Written instruction – Retype the listing lines between the line containing "Annotation guideline. For every instance of the navy" and the line containing "[(850, 701)]", inclusive, leaving out the pictures.

— Start Records for processing —

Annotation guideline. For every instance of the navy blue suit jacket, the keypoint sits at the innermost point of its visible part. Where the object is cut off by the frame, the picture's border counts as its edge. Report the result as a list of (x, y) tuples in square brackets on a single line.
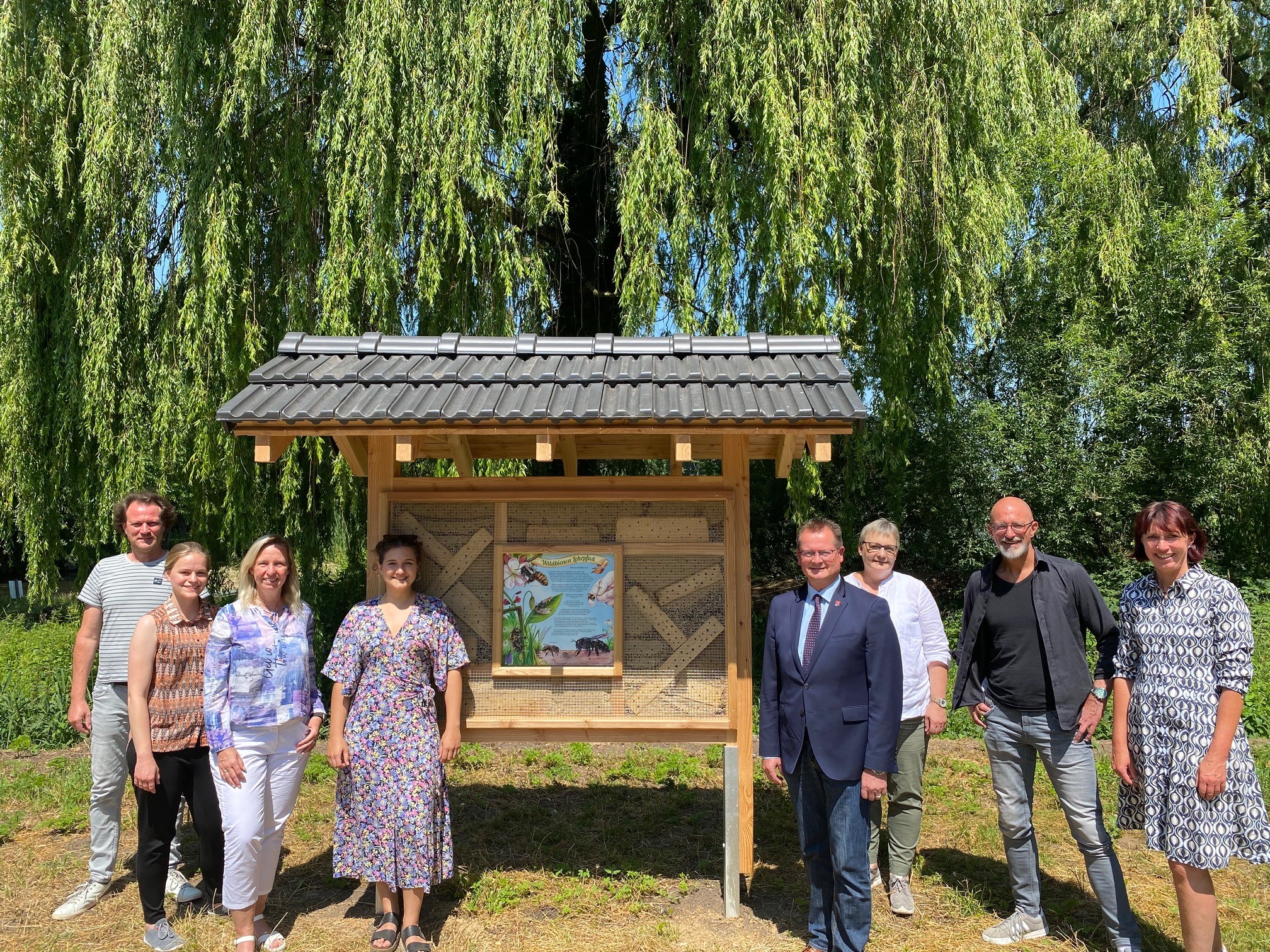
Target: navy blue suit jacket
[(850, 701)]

— End Records for processing —
— Start Records for processing —

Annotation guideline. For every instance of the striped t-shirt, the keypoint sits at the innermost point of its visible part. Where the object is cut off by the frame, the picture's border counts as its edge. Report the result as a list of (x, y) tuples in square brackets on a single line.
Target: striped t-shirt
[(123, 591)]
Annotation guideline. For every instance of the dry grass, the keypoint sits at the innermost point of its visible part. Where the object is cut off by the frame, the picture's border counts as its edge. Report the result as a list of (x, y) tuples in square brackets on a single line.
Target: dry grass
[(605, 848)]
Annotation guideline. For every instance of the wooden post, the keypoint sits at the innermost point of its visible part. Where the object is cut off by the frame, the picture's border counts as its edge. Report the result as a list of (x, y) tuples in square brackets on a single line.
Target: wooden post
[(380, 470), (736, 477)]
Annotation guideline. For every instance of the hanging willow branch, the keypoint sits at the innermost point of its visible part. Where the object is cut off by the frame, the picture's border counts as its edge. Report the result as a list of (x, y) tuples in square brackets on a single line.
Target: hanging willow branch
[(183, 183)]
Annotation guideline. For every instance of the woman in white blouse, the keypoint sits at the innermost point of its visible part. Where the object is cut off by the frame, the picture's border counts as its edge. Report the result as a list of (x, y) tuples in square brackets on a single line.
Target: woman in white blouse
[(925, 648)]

— End Records for processing —
— Start Records for processing —

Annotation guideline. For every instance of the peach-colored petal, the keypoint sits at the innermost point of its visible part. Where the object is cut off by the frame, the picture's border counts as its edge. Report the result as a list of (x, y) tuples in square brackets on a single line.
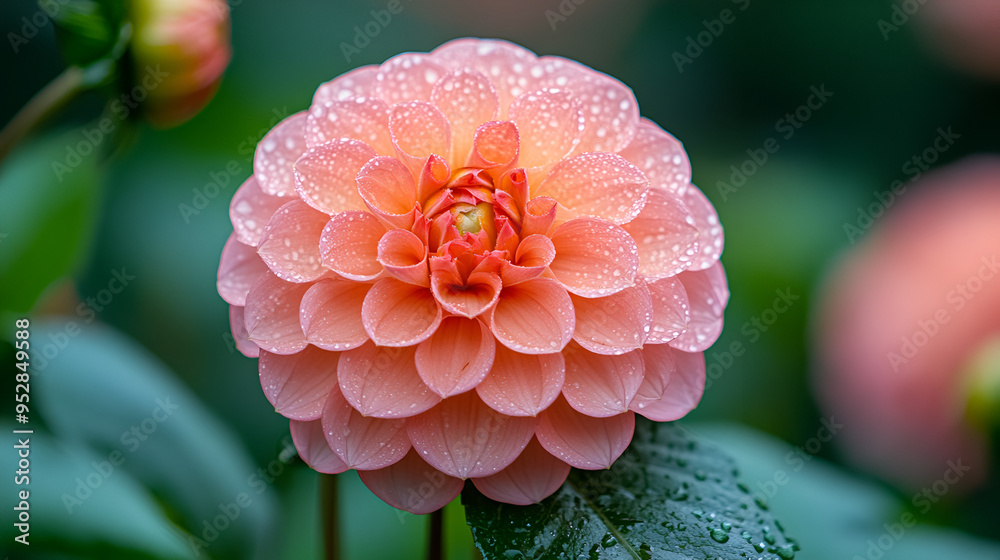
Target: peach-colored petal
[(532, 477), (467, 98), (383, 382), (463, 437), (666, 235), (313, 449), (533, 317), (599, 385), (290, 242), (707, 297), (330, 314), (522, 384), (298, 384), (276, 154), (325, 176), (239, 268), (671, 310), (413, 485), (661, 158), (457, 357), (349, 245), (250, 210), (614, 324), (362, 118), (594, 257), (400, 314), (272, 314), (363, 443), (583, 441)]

— End Records for processing —

Right answer –
Annotation guideline. For every instance of the navy blue suit jacket, the keypoint sits at the innermost point of its visible part. Where the object is cut off by the frame, the picture's border counts as its edge. Report the result as a list of (x, y) tuples in square brackets on a single line.
Target: navy blue suit jacket
[(850, 701)]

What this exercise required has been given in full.